» Assignment: Search the records for the string "marking". Copy each line where it occurs.

[[ Material for this task, beginning ]]

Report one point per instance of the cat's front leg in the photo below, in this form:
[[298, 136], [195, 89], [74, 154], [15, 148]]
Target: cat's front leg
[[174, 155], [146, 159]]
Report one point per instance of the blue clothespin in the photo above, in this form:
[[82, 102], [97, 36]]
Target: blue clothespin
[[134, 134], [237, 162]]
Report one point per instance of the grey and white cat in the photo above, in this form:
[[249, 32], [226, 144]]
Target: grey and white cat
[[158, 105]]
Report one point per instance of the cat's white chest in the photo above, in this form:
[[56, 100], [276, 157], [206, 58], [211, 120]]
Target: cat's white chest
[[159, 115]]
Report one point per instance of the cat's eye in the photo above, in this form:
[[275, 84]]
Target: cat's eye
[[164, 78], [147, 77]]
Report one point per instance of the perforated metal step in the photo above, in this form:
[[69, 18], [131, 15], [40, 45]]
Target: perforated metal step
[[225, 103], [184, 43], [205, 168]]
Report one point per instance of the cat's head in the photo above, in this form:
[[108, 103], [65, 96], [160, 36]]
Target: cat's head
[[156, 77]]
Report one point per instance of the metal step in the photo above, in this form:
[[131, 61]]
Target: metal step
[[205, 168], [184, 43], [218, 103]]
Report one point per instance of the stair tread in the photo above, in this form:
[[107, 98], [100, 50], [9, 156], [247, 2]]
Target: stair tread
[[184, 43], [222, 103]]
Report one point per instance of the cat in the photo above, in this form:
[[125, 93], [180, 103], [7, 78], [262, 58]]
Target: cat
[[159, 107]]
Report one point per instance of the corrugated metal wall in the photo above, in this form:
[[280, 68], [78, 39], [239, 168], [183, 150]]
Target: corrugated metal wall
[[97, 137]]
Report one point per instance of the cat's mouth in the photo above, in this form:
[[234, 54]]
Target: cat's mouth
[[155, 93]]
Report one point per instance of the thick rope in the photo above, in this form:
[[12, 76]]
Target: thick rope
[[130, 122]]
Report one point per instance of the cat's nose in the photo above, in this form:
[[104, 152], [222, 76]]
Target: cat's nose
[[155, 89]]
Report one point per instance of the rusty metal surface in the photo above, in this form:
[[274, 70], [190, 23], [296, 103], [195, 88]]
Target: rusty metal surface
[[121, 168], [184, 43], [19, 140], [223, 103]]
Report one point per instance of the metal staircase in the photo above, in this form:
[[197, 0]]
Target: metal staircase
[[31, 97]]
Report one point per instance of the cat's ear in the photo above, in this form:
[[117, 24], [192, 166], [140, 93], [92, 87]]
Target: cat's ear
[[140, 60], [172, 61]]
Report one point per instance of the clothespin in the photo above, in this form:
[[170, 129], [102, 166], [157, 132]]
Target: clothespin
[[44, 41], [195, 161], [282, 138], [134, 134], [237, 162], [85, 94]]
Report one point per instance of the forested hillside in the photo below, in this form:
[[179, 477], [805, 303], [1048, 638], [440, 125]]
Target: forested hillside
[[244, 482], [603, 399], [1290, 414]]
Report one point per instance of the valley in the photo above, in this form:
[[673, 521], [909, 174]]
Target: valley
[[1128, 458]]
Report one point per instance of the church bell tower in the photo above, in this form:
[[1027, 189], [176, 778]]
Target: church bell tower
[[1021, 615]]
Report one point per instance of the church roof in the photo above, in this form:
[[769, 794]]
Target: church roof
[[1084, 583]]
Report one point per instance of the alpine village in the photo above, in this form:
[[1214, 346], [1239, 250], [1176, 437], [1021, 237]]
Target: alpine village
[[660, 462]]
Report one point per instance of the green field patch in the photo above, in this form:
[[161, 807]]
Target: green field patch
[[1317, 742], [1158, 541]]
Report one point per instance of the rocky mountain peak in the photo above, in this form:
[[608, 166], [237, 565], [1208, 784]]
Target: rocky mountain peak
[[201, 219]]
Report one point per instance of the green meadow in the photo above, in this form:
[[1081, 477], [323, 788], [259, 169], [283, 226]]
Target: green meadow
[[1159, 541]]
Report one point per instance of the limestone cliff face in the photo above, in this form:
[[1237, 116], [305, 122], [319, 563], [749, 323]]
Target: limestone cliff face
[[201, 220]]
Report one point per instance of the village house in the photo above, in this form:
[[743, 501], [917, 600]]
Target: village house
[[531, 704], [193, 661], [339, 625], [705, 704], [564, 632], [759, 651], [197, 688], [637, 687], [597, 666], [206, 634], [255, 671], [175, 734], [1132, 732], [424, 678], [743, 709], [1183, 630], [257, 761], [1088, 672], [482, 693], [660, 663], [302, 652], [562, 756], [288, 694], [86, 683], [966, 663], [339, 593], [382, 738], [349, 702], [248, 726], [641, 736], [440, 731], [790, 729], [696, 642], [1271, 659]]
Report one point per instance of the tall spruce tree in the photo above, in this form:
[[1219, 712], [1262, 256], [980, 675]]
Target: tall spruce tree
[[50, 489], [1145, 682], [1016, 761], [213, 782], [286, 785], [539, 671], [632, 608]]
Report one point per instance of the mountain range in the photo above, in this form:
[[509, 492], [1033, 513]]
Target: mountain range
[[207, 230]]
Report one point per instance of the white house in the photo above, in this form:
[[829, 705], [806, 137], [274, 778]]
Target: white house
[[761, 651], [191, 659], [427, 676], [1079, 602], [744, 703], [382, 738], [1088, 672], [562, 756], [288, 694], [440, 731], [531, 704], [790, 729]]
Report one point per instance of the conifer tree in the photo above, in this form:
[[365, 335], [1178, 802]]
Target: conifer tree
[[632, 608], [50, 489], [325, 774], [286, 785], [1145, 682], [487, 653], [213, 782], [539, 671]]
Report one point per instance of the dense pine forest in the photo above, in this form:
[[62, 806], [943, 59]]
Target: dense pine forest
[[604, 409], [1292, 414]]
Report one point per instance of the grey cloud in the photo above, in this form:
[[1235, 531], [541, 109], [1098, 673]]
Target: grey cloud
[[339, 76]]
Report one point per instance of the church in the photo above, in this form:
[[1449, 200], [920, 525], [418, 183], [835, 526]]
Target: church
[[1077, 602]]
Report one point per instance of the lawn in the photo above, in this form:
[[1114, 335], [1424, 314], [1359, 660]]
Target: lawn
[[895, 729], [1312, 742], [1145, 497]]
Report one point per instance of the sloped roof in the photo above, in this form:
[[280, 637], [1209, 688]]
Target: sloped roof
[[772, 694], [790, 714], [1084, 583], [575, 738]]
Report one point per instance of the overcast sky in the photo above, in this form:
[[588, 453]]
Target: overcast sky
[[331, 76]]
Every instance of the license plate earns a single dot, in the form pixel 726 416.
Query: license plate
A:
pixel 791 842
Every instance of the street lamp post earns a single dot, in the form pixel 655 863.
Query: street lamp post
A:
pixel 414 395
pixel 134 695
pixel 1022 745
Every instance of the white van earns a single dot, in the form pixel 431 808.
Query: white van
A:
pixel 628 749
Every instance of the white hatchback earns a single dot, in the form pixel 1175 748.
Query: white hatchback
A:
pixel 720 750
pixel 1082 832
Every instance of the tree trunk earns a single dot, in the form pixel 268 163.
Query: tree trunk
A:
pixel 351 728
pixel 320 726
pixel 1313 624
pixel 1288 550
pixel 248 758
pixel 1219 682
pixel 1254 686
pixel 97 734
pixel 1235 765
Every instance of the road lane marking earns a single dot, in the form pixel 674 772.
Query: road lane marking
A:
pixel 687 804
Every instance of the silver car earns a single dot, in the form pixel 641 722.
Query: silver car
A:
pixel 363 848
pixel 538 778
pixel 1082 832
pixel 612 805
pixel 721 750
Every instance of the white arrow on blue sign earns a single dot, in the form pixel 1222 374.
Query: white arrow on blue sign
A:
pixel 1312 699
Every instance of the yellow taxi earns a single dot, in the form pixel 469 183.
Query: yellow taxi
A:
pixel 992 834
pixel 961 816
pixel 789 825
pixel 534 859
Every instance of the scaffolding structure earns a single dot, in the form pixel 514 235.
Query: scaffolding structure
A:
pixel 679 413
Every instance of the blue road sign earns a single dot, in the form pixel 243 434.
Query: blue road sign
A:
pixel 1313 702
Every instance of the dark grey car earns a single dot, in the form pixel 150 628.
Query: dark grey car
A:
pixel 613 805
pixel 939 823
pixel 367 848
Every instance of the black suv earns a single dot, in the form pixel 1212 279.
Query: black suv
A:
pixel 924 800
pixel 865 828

[[ Material for this task, end ]]

» Solution for this task:
Every instance of the road lane marking earns a single dot, in the form pixel 674 772.
Query: road lane marking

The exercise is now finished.